SECURITIES AND EXCHANGE COMMISSION

WASHINGTON, D.C. 20549

 

FORM 8-K

 

CURRENT REPORT

PURSUANT TO SECTION 13 OR 15(D) OF THE

SECURITIES EXCHANGE ACT OF 1934

 

Date of report (Date of earliest event reported): August 27, 2020 (August 26, 2020)

 

Rite Aid Corporation

(Exact name of registrant as specified in its charter)

 

 

Delaware   1-5742   23-1614034
(State or Other Jurisdiction
of Incorporation)
  (Commission File Number)   (IRS Employer
Identification Number)

 

30 Hunter Lane, Camp Hill, Pennsylvania 17011

(Address of principal executive offices, including zip code)

 

(717) 761-2633

(Registrant’s telephone number, including area code)

 

N/A

(Former name or former address, if changed since last report)

▶ [Dataset content]
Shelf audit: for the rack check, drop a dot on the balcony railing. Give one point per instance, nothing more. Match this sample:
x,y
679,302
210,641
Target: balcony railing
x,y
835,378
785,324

▶ [Given problem 1]
Copy the Rite Aid Form 8-K word for word from "Rite Aid Corporation" to "Identification Number)".
▶ [Given problem 2]
What address does the Rite Aid Form 8-K list for the company's principal executive offices?

▶ [Correct result 1]
Rite Aid Corporation

(Exact name of registrant as specified in its charter)

 

 

Delaware   1-5742   23-1614034
(State or Other Jurisdiction
of Incorporation)
  (Commission File Number)   (IRS Employer
Identification Number)

▶ [Correct result 2]
30 Hunter Lane, Camp Hill, Pennsylvania 17011